Problem to work on: Starting from the line containing "of the small", write out every remaining line exactly, the last one included.

Stored items from a collection
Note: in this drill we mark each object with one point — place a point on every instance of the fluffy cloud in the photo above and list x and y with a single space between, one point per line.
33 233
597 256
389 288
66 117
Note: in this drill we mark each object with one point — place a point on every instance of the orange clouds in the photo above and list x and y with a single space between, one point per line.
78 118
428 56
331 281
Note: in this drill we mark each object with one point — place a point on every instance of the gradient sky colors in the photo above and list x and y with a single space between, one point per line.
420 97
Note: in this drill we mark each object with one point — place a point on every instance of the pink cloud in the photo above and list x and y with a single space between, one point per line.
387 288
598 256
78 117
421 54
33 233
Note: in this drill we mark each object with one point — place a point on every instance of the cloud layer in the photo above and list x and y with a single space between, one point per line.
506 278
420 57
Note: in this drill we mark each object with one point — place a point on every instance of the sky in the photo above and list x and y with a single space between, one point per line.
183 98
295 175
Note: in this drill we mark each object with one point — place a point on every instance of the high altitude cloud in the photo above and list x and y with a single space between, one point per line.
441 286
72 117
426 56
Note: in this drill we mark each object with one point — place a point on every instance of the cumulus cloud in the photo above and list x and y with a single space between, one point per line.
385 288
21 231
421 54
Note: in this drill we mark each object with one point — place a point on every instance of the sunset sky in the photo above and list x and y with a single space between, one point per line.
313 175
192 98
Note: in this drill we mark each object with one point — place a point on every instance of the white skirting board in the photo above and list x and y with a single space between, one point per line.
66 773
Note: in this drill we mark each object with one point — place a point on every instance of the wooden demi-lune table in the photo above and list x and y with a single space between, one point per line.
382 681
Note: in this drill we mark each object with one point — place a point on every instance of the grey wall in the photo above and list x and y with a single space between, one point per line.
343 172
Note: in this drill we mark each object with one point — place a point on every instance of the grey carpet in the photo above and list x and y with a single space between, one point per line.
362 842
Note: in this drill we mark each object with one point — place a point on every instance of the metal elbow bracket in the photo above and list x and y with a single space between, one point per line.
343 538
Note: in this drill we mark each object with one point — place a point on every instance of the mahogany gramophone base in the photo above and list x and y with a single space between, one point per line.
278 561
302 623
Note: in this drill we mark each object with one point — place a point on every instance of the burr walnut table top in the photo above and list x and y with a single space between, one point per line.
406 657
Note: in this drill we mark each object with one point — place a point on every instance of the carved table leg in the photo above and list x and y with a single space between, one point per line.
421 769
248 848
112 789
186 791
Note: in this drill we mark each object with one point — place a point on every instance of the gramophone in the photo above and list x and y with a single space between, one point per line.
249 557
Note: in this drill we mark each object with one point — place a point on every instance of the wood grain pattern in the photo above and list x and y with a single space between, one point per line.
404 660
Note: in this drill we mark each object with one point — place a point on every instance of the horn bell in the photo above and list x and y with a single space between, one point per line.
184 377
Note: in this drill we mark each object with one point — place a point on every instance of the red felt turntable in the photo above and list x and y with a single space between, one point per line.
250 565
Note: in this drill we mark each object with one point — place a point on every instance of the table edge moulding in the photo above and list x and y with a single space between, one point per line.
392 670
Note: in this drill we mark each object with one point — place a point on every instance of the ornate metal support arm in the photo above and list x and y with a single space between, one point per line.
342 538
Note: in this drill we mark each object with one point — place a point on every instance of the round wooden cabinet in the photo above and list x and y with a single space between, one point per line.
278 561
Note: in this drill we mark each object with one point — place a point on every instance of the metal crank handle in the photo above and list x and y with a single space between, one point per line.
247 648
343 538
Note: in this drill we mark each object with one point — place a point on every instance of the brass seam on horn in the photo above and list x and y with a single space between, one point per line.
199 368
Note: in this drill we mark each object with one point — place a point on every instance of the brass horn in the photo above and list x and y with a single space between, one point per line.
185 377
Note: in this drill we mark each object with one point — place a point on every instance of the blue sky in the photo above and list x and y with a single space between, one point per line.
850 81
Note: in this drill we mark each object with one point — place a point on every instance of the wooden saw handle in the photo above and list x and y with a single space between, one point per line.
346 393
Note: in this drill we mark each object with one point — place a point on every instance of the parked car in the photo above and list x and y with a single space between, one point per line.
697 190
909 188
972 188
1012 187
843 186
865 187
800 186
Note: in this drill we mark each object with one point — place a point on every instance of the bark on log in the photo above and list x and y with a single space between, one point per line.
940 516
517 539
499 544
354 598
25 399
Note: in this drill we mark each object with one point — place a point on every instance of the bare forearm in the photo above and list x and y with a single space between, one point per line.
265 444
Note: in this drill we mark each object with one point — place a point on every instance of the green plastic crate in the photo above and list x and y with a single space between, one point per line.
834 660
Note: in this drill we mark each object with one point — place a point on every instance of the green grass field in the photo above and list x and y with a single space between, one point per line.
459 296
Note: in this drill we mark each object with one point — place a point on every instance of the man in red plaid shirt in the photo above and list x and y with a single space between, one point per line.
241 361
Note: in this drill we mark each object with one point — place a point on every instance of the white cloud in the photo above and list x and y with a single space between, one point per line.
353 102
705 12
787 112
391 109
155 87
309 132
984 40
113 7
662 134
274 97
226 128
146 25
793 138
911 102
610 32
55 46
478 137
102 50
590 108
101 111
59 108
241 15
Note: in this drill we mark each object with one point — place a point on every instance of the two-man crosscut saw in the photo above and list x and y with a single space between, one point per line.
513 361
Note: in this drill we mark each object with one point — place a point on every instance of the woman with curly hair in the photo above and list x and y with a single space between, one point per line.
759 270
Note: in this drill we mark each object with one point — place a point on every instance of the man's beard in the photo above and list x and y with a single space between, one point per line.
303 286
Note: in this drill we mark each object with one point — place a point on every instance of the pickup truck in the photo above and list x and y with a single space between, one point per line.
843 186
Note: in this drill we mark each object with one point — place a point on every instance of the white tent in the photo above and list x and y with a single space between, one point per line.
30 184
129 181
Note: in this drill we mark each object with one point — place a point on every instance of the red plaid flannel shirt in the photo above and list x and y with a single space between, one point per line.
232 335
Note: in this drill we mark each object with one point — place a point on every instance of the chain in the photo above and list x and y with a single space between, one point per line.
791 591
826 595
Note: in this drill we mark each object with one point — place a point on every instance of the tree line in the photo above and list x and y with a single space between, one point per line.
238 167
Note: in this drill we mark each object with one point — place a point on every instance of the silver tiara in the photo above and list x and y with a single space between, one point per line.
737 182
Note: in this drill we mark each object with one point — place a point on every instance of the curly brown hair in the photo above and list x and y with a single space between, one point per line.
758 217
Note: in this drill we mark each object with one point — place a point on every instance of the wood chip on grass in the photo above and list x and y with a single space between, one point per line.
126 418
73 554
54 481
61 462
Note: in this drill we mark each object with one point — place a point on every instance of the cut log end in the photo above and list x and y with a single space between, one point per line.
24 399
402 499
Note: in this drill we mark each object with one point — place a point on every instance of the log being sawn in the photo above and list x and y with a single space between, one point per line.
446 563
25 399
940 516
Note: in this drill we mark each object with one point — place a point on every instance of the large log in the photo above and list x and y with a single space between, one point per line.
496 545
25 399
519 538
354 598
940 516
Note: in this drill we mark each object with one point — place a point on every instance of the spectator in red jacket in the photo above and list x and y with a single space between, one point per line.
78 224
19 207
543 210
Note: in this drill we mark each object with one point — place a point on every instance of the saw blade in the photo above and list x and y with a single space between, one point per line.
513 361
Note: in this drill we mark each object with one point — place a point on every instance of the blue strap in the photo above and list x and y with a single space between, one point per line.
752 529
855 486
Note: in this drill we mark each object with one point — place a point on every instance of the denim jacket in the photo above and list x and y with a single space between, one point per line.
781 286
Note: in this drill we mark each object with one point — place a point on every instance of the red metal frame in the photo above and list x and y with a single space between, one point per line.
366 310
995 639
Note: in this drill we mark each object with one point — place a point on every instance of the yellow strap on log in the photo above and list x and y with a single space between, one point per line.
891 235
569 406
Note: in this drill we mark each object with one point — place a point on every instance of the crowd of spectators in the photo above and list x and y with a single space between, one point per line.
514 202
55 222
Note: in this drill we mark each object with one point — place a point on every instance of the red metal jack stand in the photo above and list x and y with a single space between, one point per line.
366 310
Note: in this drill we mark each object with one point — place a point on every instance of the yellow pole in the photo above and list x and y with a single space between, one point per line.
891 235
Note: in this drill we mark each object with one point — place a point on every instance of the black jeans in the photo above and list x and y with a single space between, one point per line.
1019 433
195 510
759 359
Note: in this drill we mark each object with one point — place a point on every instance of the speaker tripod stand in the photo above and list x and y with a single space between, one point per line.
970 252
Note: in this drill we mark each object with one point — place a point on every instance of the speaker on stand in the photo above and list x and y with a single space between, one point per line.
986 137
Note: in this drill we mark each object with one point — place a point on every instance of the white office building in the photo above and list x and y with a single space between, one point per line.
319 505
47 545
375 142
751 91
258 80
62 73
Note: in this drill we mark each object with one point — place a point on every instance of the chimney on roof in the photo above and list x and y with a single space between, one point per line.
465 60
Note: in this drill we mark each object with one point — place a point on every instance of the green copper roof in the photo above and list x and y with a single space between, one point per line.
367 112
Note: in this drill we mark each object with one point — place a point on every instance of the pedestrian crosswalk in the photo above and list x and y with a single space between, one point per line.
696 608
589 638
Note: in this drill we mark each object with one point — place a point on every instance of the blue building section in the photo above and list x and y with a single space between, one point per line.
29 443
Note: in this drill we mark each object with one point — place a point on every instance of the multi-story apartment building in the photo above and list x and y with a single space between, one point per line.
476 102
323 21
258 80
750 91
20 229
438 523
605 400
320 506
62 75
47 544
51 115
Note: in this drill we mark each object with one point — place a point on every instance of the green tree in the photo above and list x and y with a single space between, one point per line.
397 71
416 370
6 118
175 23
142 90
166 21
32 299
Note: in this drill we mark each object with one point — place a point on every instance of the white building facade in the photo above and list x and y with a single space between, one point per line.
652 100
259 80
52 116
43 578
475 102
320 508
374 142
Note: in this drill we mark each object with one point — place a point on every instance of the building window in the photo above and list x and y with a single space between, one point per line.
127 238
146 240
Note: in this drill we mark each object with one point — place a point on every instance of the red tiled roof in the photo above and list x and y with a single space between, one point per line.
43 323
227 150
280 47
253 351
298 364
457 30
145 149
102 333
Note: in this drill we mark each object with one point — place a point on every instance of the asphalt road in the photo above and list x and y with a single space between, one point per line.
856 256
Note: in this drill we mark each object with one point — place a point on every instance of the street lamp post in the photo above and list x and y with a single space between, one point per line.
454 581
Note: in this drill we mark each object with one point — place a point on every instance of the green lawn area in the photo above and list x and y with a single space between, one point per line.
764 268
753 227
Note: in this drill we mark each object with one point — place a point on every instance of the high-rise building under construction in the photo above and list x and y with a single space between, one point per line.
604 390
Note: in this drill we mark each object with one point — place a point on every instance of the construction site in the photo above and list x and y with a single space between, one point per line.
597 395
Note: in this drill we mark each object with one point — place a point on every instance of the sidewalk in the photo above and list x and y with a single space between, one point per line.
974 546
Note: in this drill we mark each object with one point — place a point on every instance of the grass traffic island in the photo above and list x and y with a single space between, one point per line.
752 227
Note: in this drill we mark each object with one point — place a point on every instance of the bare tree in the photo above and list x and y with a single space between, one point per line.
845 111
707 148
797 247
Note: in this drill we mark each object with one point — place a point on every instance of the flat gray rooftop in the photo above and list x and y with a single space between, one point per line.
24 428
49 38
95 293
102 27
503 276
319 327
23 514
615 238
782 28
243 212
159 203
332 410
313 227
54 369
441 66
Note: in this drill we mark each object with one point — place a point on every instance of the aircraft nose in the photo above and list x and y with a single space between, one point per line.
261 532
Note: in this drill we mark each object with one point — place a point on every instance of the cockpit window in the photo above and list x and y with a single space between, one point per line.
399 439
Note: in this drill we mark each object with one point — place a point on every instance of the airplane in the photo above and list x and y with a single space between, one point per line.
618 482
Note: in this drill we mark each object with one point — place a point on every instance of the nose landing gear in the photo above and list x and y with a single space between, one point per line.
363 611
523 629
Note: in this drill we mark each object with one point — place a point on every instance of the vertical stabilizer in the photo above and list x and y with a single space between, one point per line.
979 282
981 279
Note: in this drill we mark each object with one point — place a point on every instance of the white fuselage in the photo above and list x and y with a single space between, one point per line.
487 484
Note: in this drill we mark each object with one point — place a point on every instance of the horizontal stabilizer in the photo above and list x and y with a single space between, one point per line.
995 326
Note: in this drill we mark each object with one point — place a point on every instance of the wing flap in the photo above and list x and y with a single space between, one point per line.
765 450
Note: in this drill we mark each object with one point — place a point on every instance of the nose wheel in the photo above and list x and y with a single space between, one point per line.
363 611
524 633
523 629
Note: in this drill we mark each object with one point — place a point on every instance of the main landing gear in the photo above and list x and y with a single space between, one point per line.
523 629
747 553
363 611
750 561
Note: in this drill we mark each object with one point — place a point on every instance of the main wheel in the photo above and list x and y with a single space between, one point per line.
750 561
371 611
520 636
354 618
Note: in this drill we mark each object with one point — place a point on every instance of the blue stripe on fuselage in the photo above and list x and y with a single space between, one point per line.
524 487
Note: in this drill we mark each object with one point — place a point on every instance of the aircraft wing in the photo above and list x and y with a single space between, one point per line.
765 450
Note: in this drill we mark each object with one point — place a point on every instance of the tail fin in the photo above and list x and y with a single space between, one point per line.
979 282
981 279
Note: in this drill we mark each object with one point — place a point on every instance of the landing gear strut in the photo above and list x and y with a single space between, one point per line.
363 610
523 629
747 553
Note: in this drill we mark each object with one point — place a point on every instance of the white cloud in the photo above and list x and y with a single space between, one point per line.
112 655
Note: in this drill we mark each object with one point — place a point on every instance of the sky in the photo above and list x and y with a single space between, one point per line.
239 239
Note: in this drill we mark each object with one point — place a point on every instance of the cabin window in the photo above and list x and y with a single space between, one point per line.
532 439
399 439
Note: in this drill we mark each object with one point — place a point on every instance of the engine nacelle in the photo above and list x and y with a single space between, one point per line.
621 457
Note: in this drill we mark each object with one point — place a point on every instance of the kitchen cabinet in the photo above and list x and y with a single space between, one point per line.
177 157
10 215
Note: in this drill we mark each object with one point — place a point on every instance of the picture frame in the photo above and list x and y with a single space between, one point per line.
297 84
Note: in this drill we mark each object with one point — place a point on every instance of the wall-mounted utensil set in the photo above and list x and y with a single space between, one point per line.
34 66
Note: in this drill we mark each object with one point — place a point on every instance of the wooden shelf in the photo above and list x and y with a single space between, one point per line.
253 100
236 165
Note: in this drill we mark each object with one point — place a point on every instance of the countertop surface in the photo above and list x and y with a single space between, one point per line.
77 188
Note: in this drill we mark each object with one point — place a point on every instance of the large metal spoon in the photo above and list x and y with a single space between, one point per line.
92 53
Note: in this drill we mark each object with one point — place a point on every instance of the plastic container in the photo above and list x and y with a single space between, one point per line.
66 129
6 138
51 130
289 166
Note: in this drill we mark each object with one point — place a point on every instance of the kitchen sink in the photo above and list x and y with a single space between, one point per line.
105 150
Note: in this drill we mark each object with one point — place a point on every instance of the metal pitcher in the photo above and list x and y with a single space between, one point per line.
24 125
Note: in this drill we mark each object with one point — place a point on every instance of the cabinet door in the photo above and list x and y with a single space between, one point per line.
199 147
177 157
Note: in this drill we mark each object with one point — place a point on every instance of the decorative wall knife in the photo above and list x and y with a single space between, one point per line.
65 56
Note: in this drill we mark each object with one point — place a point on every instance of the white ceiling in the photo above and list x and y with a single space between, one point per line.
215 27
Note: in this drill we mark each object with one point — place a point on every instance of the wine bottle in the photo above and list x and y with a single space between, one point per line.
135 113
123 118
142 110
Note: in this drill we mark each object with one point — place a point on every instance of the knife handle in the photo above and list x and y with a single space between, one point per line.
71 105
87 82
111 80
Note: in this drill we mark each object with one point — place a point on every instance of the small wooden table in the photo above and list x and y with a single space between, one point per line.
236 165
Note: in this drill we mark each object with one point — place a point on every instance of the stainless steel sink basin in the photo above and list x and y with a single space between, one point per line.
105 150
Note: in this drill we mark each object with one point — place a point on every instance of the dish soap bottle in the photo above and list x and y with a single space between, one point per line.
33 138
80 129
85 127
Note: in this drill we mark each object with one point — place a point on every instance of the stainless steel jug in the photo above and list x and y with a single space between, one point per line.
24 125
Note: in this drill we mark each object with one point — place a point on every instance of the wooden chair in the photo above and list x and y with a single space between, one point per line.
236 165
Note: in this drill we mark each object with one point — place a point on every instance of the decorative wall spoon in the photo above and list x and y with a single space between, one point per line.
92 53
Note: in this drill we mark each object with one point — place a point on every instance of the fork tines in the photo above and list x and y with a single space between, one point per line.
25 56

Exercise response:
Note: in this drill we mark each object with one point — place a point on every instance of the small wooden table in the photo above and list x and y with a single space between, one point per line.
236 165
Note: in this drill we mark each object with one point — place a point on every instance of the stainless steel sink basin in the photo above and list x and y with a single space between, one point per line.
105 150
Note: in this drill we mark each object with one point — place a point on every instance of the dish soap bottle in the photo above and list x and y with a single space between, one point per line.
33 138
80 129
85 127
Note: in this drill we mark each object with one point — place a point on every instance of the stainless steel jug in the photo above and list x and y with a single space between, one point per line.
24 125
Note: in this drill we mark each object with one point — place a point on every instance of the wooden chair in the photo above and list x and y with a single space between, one point per line.
236 165
Note: in this drill we mark each object with one point — place a point on every instance of the decorative wall spoon in the photo above and list x and y with a single space between, one point per line.
92 53
Note: in this drill we mark each object with one point — place a point on every instance of the fork tines in the photo above and list x and y with a single space between, one point per line.
25 56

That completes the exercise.